Extracted text>
# # # # # # #

Happy Big 5-0, Microwave Oven!?>

Happy Big 5-0, Microwave Oven!

by Berkeley Wellness  

The home microwave oven turned 50 in 2017. Here are some tidbits you may not know about this cooking contraption—now found in more than 90 percent of American homes—gleaned from an article written by an associate professor of radiation medicine at Georgetown University and other sources:

  • Though refrigerator-size microwave ovens had been built for commercial food use beginning in 1947, the first popular countertop home model became available in 1967—costing $495 (about $3,600 today) and weighing 90 pounds.
  • The origin of the microwave oven dates back to World War II when scientists were increasing production of magnetrons, devices that produce radio waves, upon which radar is based (radar was used to spot enemy aircraft). The story goes that when a scientist was working with a magnetron, a candy bar in his pocket melted, sparking an idea. Further testing found that radio waves could pop corn and cook eggs.
  • The first microwave oven, sold by Amana, was called a Radarange, a combination of the words radar and range (referring to a stove). It was advertised as being able to cook hors d’oeuvres in seconds, a 5-pound roast in 37 minutes, and a baked potato in 4 minutes. Plus, it “cooks faster and cleaner than gas or electricity ever could…what’s more, it’s portable.”

# # # # # # #

Dataset content>
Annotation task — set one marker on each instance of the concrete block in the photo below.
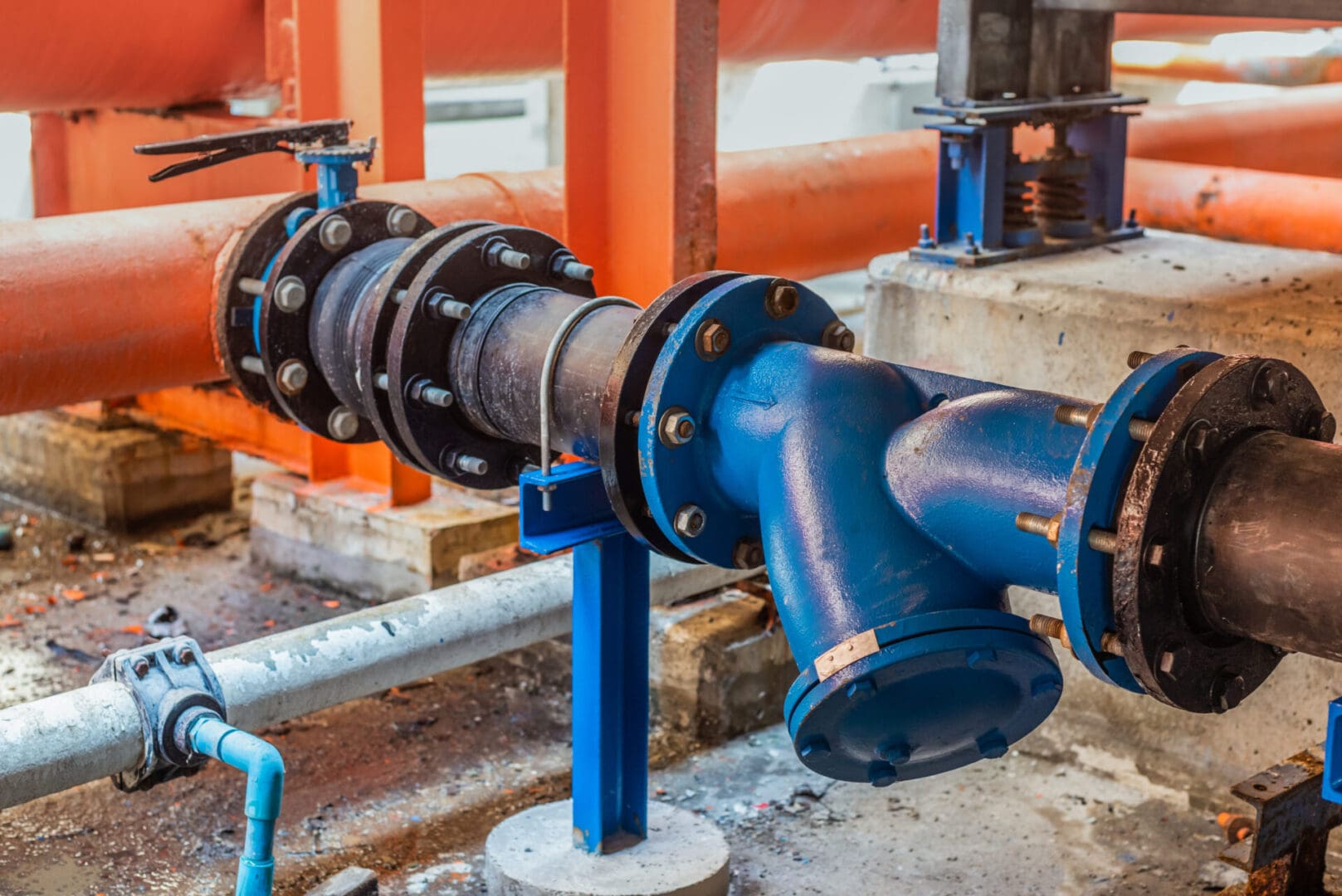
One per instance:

# # # # # # #

From the microwave oven article, write out the passage that starts with "by Berkeley Wellness" and ends with "weighing 90 pounds.", word for word.

Output for this task>
by Berkeley Wellness  

The home microwave oven turned 50 in 2017. Here are some tidbits you may not know about this cooking contraption—now found in more than 90 percent of American homes—gleaned from an article written by an associate professor of radiation medicine at Georgetown University and other sources:

  • Though refrigerator-size microwave ovens had been built for commercial food use beginning in 1947, the first popular countertop home model became available in 1967—costing $495 (about $3,600 today) and weighing 90 pounds.